» **Position annotation records**:
# # # #
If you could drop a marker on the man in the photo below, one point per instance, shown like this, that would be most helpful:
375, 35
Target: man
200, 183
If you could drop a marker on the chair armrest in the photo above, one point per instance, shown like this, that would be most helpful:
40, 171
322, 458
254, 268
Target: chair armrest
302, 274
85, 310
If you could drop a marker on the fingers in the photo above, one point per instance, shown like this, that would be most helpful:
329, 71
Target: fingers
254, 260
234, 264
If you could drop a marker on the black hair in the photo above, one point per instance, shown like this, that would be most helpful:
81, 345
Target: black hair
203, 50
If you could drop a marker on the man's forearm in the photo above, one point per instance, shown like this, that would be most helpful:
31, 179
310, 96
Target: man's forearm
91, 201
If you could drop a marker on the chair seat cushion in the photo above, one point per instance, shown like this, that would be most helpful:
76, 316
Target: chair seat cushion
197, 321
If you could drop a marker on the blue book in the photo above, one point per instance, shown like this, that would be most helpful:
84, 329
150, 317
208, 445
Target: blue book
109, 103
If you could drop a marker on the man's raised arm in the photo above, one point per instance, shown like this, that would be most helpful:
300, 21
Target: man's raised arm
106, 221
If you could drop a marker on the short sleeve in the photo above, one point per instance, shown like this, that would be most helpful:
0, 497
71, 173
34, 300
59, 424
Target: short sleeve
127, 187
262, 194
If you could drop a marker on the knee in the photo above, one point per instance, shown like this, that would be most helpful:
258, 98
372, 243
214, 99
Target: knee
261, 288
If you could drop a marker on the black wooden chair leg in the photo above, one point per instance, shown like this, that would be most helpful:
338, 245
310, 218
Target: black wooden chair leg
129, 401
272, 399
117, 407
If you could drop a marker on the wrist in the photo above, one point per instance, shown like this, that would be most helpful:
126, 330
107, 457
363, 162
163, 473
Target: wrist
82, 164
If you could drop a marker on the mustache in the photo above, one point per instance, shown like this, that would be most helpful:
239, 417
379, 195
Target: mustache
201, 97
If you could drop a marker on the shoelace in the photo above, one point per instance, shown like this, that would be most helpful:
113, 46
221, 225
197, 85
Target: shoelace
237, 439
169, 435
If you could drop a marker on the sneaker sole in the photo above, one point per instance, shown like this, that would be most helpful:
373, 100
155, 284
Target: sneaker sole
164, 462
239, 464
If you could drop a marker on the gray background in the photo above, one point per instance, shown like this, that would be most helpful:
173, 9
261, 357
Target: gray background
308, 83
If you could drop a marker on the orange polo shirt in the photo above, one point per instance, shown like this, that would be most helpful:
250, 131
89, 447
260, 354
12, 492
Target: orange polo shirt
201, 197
# # # #
» **EXERCISE TASK**:
Reproduce the material precisely, including every line.

» **CORRECT RESPONSE**:
If you could drop a marker on the man in the photo below, one point per instance, shown like this, that would be most helpful:
375, 35
Target: man
200, 183
If you could drop a marker on the chair armrest in the photo above, one point per instance, shown like this, that would be most helpful:
40, 171
322, 458
254, 268
Target: chair armrest
302, 274
85, 310
If you could drop a marker on the fingers in the photo above, one point per instance, shown like this, that would be most helpful:
329, 71
Target: fingers
254, 260
234, 264
If you could drop a marker on the black hair in the photo above, one point per instance, shown like this, that would be most helpful:
81, 345
Target: black hair
203, 50
If you could drop a marker on the man's forearm in the photo above, one point per instance, shown like this, that would be most helpful:
31, 179
310, 96
Target: man's forearm
91, 201
If you could drop a marker on the chair seat cushion in the photo above, one point per instance, shown like this, that would be most helpful:
76, 316
Target: chair seat cushion
197, 321
If you could drop a marker on the blue book in the photo above, one point per instance, shown like this, that would be most helpful:
84, 329
150, 317
208, 445
Target: blue book
109, 103
If you could drop a marker on the man's raised arm in the photo above, one point per instance, shown like this, that would be most helpful:
300, 21
Target: man's raised arm
106, 221
If you could drop a marker on the short sleeve in the photo above, one point per instance, shown like this, that would be most helpful:
0, 497
71, 173
34, 300
59, 424
Target: short sleeve
127, 187
262, 194
If you could drop a marker on the knee in the photo above, one point per instance, shown like this, that would be most helpful:
258, 98
372, 243
214, 99
Target: knee
261, 288
If you could drop a marker on the black wooden chair leg in the photo above, one point per instance, shown like this, that would be most helpful:
338, 245
310, 218
Target: black wooden chair leg
129, 401
272, 399
117, 407
If you could drop a marker on the wrist in the photo above, one point per instance, shown like this, that would be most helpful:
126, 330
107, 457
363, 162
163, 473
Target: wrist
82, 164
If you could drop a marker on the mustache in the photo above, one point per instance, shown like this, that would be most helpful:
239, 417
379, 195
Target: mustache
201, 97
If you could drop a marker on the shoelace in the photo above, one point per instance, shown like this, that would be most helpful:
113, 46
221, 225
197, 85
Target: shoelace
237, 439
169, 435
If you could drop a marker on the sneaker sole in the photo above, one point per instance, shown like this, that would be most helpful:
373, 100
155, 284
Target: sneaker sole
164, 462
239, 464
If you could drop a marker on the gray background in the photo above, one point per instance, shown like this, that would be most helpful:
173, 9
261, 357
Target: gray background
308, 83
If you could drop a marker on the orange polo shirt in the photo above, one point per instance, shown like this, that would be most helpful:
250, 131
89, 447
260, 354
12, 492
Target: orange polo shirt
201, 197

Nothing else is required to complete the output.